Exercise prompt: Pull out every line of the material below that contains the word "greenery".

Records supplied:
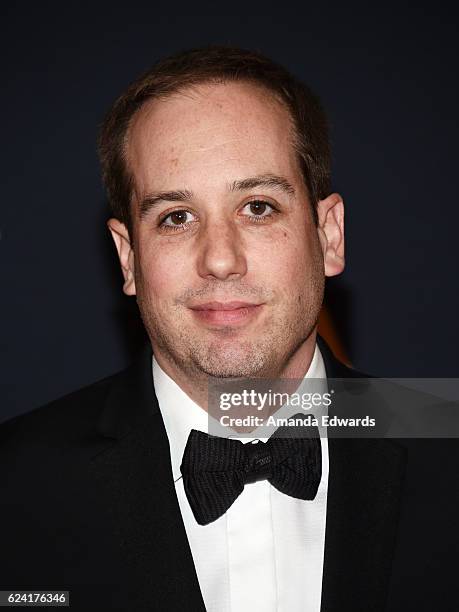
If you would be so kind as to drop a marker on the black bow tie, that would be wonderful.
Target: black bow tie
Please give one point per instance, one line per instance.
(215, 469)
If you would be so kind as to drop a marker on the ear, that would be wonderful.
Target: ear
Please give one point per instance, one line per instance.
(331, 233)
(122, 242)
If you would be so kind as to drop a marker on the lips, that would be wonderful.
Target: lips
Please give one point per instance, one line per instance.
(219, 313)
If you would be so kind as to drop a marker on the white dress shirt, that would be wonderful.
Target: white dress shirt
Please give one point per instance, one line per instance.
(266, 552)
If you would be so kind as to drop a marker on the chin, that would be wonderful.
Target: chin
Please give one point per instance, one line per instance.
(229, 361)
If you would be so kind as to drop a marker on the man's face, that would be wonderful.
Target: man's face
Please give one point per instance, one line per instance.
(226, 260)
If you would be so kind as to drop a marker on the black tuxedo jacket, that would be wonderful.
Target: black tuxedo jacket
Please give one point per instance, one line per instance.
(88, 505)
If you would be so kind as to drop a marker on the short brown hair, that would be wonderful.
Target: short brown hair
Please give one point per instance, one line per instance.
(215, 64)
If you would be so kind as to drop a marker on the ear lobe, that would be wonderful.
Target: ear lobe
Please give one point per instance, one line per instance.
(122, 242)
(331, 233)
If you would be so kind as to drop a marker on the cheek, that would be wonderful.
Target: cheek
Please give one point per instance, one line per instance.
(288, 258)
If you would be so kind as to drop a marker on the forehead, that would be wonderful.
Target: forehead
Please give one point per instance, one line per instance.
(210, 134)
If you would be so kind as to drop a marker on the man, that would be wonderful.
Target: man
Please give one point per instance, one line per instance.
(216, 164)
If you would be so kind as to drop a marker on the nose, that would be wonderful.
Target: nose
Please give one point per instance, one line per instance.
(221, 252)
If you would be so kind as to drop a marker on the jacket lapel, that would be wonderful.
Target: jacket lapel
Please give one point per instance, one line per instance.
(134, 473)
(135, 477)
(364, 492)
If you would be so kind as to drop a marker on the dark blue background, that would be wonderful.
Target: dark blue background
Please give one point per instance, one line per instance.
(388, 78)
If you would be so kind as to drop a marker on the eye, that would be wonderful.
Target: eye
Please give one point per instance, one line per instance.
(176, 219)
(258, 209)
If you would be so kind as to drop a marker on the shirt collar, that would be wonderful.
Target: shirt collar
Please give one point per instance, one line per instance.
(181, 414)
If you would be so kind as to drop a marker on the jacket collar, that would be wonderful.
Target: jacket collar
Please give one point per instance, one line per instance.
(362, 507)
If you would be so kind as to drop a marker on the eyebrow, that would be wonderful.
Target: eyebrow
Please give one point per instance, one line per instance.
(152, 200)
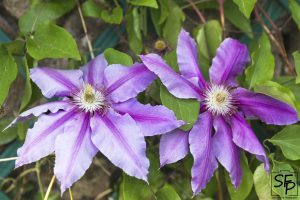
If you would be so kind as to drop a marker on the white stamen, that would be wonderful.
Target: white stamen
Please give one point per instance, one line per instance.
(90, 99)
(219, 101)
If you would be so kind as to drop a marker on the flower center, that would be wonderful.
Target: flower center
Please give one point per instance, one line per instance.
(219, 100)
(90, 99)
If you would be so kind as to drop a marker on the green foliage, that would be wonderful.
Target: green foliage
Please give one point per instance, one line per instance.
(246, 184)
(113, 56)
(43, 12)
(184, 109)
(295, 10)
(148, 3)
(288, 140)
(8, 69)
(262, 185)
(296, 56)
(51, 41)
(263, 64)
(245, 7)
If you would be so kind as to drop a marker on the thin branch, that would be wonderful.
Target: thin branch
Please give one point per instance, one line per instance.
(8, 159)
(49, 188)
(201, 17)
(85, 30)
(280, 48)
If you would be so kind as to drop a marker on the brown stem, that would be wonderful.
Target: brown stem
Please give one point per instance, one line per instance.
(201, 17)
(279, 46)
(85, 30)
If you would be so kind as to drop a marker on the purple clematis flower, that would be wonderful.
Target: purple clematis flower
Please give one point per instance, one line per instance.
(98, 112)
(224, 107)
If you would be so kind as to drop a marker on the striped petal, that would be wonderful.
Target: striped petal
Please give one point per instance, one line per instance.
(74, 151)
(124, 83)
(173, 147)
(230, 61)
(54, 82)
(245, 138)
(121, 141)
(187, 57)
(93, 72)
(178, 85)
(152, 120)
(40, 139)
(205, 163)
(266, 108)
(226, 151)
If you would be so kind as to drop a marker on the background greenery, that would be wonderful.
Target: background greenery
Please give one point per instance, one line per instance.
(50, 33)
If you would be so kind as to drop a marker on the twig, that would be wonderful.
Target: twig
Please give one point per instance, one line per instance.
(103, 194)
(277, 44)
(201, 17)
(8, 159)
(49, 188)
(85, 30)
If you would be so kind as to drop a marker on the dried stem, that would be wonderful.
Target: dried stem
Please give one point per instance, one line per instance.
(85, 30)
(201, 17)
(279, 46)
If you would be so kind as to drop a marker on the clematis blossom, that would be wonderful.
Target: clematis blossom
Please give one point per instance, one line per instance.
(97, 112)
(221, 130)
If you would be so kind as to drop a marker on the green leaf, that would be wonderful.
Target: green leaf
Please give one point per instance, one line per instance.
(51, 41)
(133, 28)
(277, 91)
(8, 69)
(295, 10)
(9, 134)
(148, 3)
(114, 17)
(44, 12)
(296, 56)
(27, 90)
(234, 15)
(262, 183)
(91, 9)
(167, 193)
(173, 26)
(246, 184)
(263, 64)
(184, 109)
(245, 6)
(113, 56)
(288, 140)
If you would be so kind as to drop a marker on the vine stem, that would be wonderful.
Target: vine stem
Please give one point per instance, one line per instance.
(8, 159)
(49, 188)
(202, 19)
(85, 30)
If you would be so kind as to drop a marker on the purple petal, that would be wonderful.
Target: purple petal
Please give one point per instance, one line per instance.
(54, 82)
(152, 120)
(266, 108)
(123, 82)
(53, 107)
(187, 57)
(173, 147)
(226, 151)
(40, 139)
(177, 85)
(230, 61)
(121, 141)
(74, 151)
(93, 71)
(245, 138)
(201, 148)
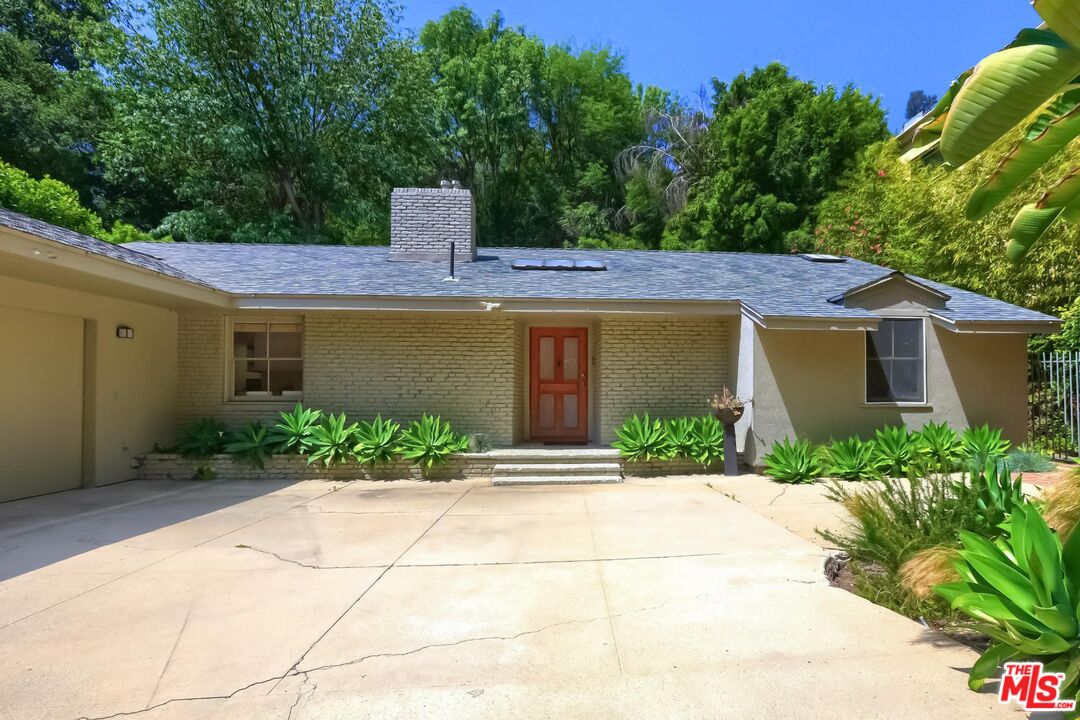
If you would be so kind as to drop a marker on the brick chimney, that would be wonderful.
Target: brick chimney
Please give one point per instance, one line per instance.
(424, 220)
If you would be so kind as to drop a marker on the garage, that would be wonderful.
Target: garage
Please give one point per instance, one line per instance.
(41, 366)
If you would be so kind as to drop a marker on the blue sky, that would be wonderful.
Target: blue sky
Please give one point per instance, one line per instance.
(888, 49)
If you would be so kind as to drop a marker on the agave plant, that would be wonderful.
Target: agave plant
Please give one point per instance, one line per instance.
(982, 445)
(253, 445)
(642, 438)
(680, 437)
(1023, 591)
(430, 442)
(332, 442)
(707, 440)
(896, 449)
(852, 460)
(293, 433)
(203, 438)
(1037, 72)
(793, 462)
(941, 445)
(996, 494)
(376, 442)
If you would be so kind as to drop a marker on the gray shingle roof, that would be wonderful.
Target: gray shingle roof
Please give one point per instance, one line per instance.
(92, 245)
(773, 285)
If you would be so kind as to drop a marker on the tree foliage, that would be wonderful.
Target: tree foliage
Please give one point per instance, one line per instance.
(532, 128)
(774, 147)
(910, 217)
(269, 121)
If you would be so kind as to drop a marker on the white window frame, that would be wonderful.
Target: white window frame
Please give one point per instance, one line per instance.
(926, 389)
(230, 360)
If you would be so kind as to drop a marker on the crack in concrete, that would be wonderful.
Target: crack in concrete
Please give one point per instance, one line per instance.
(307, 565)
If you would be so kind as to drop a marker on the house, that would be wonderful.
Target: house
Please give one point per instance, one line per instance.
(107, 349)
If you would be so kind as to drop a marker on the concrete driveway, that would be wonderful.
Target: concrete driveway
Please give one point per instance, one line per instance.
(649, 599)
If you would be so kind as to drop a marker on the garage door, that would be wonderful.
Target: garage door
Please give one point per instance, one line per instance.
(41, 410)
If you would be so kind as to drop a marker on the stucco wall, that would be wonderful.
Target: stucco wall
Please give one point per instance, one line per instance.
(466, 368)
(810, 383)
(666, 367)
(127, 398)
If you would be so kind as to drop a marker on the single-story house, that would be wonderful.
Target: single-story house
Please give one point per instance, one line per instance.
(108, 349)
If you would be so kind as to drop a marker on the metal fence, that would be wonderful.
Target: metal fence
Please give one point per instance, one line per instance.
(1054, 402)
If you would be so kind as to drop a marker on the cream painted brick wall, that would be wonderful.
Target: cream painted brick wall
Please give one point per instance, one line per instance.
(664, 367)
(464, 368)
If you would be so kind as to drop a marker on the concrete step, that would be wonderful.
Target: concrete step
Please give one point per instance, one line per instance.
(558, 469)
(555, 479)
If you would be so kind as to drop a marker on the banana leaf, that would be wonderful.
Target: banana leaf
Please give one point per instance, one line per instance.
(1004, 89)
(1054, 128)
(1062, 17)
(1034, 219)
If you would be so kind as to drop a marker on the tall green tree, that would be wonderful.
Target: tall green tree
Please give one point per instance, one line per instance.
(270, 121)
(774, 147)
(53, 104)
(532, 130)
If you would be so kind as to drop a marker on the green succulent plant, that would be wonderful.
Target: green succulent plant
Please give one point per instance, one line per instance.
(707, 440)
(643, 438)
(941, 446)
(253, 445)
(796, 462)
(981, 445)
(430, 442)
(293, 432)
(332, 442)
(376, 442)
(203, 438)
(1023, 591)
(896, 449)
(852, 460)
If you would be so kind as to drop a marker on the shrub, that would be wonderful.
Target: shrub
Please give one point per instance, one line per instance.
(1024, 460)
(1024, 593)
(852, 460)
(979, 445)
(332, 442)
(376, 442)
(253, 445)
(707, 440)
(896, 449)
(430, 442)
(941, 446)
(1061, 503)
(642, 438)
(293, 433)
(202, 438)
(682, 435)
(893, 521)
(793, 462)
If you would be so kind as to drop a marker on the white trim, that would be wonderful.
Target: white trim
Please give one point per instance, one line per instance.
(925, 403)
(230, 362)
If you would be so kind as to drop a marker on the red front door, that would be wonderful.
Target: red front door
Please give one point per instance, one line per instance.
(558, 375)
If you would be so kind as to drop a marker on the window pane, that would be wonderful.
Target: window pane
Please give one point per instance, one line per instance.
(547, 358)
(879, 341)
(569, 411)
(545, 415)
(569, 358)
(286, 341)
(286, 377)
(907, 380)
(250, 377)
(907, 338)
(248, 340)
(877, 381)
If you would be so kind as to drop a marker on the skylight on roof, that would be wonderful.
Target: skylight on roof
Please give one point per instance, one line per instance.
(581, 266)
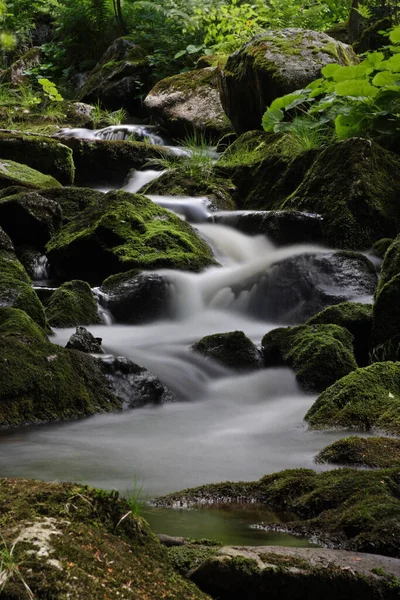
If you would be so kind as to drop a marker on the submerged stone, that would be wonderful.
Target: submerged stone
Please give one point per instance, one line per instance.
(308, 349)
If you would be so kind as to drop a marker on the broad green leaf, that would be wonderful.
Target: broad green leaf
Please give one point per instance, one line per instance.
(357, 88)
(271, 118)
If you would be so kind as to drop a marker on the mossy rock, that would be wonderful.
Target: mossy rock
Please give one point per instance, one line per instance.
(179, 182)
(92, 546)
(233, 350)
(72, 304)
(42, 382)
(29, 218)
(372, 452)
(41, 153)
(356, 318)
(272, 64)
(190, 103)
(73, 200)
(344, 508)
(366, 399)
(14, 173)
(123, 232)
(354, 185)
(109, 161)
(308, 349)
(120, 78)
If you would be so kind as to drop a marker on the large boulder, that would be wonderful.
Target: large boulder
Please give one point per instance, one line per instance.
(272, 64)
(189, 103)
(119, 79)
(109, 161)
(123, 232)
(72, 304)
(357, 319)
(136, 298)
(368, 398)
(43, 382)
(298, 287)
(14, 173)
(29, 218)
(307, 349)
(41, 153)
(134, 385)
(233, 350)
(67, 540)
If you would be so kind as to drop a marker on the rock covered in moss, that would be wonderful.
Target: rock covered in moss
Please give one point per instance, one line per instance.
(308, 349)
(354, 185)
(41, 153)
(72, 304)
(275, 572)
(181, 182)
(344, 508)
(84, 341)
(366, 399)
(373, 452)
(232, 349)
(136, 298)
(298, 287)
(272, 64)
(134, 385)
(30, 219)
(123, 232)
(356, 318)
(14, 173)
(42, 382)
(92, 546)
(120, 77)
(109, 161)
(189, 103)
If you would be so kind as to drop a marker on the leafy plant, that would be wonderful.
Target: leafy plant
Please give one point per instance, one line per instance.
(356, 100)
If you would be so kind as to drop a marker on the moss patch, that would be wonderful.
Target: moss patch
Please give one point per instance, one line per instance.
(374, 452)
(307, 349)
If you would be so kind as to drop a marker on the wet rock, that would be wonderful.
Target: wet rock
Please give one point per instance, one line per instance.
(135, 386)
(272, 64)
(124, 232)
(281, 227)
(357, 319)
(42, 382)
(72, 304)
(307, 349)
(298, 287)
(189, 103)
(30, 219)
(84, 341)
(233, 350)
(136, 298)
(41, 153)
(276, 572)
(119, 79)
(366, 399)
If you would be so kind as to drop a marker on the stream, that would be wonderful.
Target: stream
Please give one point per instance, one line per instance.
(225, 426)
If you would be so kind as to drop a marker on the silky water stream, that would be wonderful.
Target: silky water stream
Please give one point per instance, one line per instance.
(226, 426)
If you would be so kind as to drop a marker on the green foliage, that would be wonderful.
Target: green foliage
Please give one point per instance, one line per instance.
(357, 100)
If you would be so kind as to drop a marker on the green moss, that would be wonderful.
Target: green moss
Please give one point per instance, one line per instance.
(233, 350)
(374, 452)
(366, 399)
(307, 349)
(98, 549)
(72, 304)
(356, 318)
(126, 231)
(352, 510)
(41, 153)
(13, 173)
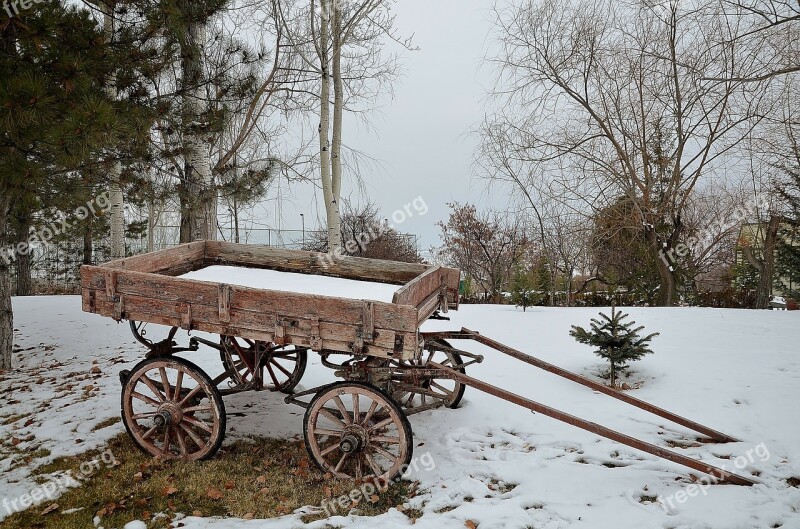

Exercise result:
If you would be so kind as to drop a marker on the background greenery, that would be wonderful.
Target: background greenery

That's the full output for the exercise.